Mots-clés : liquidation judiciaire • clôture pour insuffisance d’actif • action en responsabilité contre le liquidateur • action tendant à la défense de l’intérêt collectif des créanciers • obligation de reprise de la liquidation judiciaire • nomination obligatoire d’un nouveau liquidateur • irrecevabilité de l’action du débiteur

L’action en responsabilité contre un liquidateur, engagée après clôture de la liquidation judiciaire pour insuffisance d’actif, tendant à la reconstitution du gage commun, présuppose la reprise de la liquidation judiciaire et la nomination d’un nouveau liquidateur. Elle est irrecevable si elle émane du débiteur.
....
§ **CONSIGNE**
Recopiez mot pour mot le passage de l’extrait source allant de « L’action en responsabilité » à « émane du débiteur. ». Les enregistrements proviennent d’une source distincte de cet extrait.

§ **INFORMATIONS FOURNIES**
....
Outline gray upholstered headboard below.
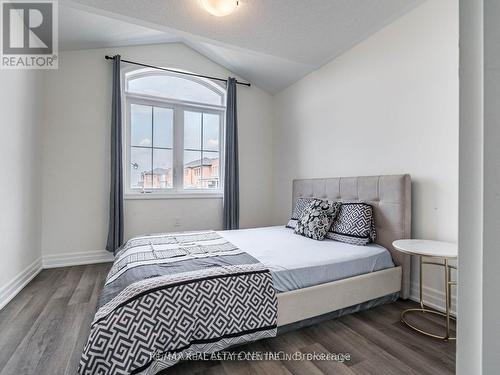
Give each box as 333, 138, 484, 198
292, 174, 411, 298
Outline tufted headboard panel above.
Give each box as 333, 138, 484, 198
292, 174, 411, 299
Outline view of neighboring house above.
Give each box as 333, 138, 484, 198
139, 158, 220, 189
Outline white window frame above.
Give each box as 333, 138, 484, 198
122, 69, 226, 199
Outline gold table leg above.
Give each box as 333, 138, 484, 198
401, 256, 456, 340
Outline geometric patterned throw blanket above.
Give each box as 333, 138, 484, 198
79, 231, 277, 375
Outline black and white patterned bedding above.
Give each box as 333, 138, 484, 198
79, 232, 277, 374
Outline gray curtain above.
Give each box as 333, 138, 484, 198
223, 78, 240, 230
106, 55, 123, 252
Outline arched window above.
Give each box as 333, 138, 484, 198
123, 69, 226, 196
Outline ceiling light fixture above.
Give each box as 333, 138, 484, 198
200, 0, 238, 17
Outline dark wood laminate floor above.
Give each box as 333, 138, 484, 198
0, 263, 455, 375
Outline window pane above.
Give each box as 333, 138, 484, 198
130, 104, 153, 147
184, 151, 202, 189
201, 151, 220, 189
153, 107, 174, 148
152, 149, 173, 189
184, 111, 201, 150
130, 147, 152, 189
128, 75, 223, 105
203, 113, 220, 151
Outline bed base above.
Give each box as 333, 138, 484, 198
278, 266, 402, 327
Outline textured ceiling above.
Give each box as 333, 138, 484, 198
60, 0, 422, 93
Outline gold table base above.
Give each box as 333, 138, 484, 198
401, 256, 457, 340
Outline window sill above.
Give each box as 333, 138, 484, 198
123, 191, 224, 200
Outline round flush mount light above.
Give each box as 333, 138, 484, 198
200, 0, 238, 17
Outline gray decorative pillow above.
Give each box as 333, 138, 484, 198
326, 203, 377, 246
286, 197, 318, 229
294, 199, 340, 241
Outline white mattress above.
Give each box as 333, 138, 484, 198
218, 226, 394, 292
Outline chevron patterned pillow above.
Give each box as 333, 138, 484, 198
286, 197, 319, 229
326, 203, 376, 245
294, 199, 340, 241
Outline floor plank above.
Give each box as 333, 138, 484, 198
0, 263, 455, 375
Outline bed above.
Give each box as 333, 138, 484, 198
79, 175, 411, 374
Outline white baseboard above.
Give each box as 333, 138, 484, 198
42, 250, 114, 268
0, 258, 42, 310
410, 283, 457, 316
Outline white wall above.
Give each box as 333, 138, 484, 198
456, 0, 482, 375
42, 44, 272, 255
482, 0, 500, 374
273, 0, 458, 302
0, 70, 42, 308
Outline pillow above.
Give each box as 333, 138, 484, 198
286, 198, 318, 229
326, 203, 377, 245
294, 199, 340, 241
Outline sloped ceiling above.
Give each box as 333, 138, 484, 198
60, 0, 423, 94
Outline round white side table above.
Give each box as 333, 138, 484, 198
392, 240, 458, 340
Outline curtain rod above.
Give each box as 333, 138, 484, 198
104, 55, 251, 87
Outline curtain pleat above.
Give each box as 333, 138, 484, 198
223, 78, 240, 230
106, 55, 124, 253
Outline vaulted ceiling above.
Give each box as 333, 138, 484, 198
60, 0, 423, 93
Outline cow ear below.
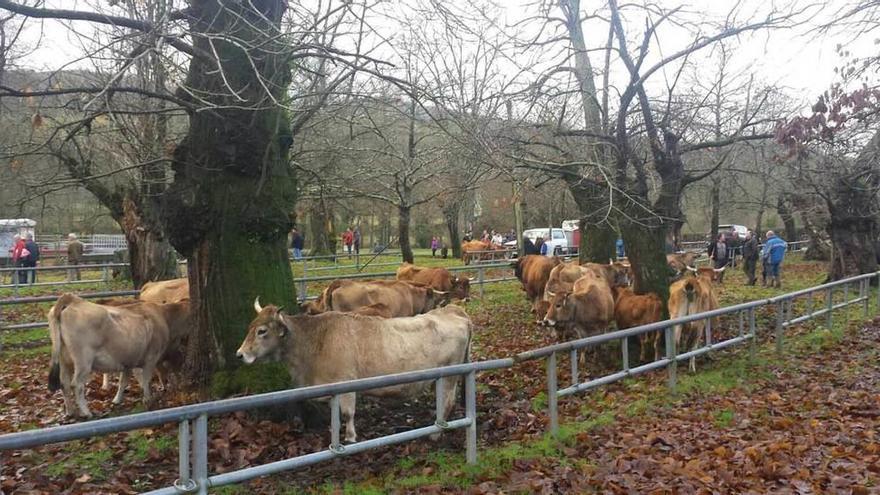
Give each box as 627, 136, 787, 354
275, 308, 290, 339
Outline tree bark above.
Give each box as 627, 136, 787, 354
163, 0, 296, 385
397, 206, 415, 263
776, 194, 800, 242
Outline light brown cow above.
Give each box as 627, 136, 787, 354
397, 263, 471, 302
236, 299, 473, 442
666, 252, 699, 275
669, 268, 723, 372
544, 270, 614, 338
303, 280, 443, 318
513, 254, 562, 322
614, 287, 663, 362
138, 278, 189, 304
49, 294, 190, 418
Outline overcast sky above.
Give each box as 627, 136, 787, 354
10, 0, 877, 109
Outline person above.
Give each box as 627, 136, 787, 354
763, 230, 788, 289
536, 235, 550, 256
24, 234, 40, 284
342, 227, 354, 258
743, 230, 758, 285
709, 232, 730, 282
67, 232, 84, 282
290, 227, 305, 260
523, 235, 544, 256
10, 234, 30, 284
614, 237, 626, 258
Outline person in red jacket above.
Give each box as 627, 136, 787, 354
342, 227, 354, 258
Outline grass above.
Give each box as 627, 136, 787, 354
46, 442, 113, 481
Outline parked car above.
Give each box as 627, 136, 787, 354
504, 229, 569, 256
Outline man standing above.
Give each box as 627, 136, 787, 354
24, 234, 40, 284
342, 227, 354, 258
67, 232, 83, 282
290, 227, 305, 260
709, 233, 730, 283
764, 230, 788, 289
743, 230, 758, 285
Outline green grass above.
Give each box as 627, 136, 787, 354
45, 442, 113, 481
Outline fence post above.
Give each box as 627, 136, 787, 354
663, 327, 678, 394
776, 299, 785, 356
825, 287, 834, 330
547, 352, 559, 435
192, 414, 208, 495
749, 307, 758, 361
174, 419, 196, 492
464, 370, 477, 464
....
§ **RÉSULTAT ATTENDU**
L’action en responsabilité contre un liquidateur, engagée après clôture de la liquidation judiciaire pour insuffisance d’actif, tendant à la reconstitution du gage commun, présuppose la reprise de la liquidation judiciaire et la nomination d’un nouveau liquidateur. Elle est irrecevable si elle émane du débiteur.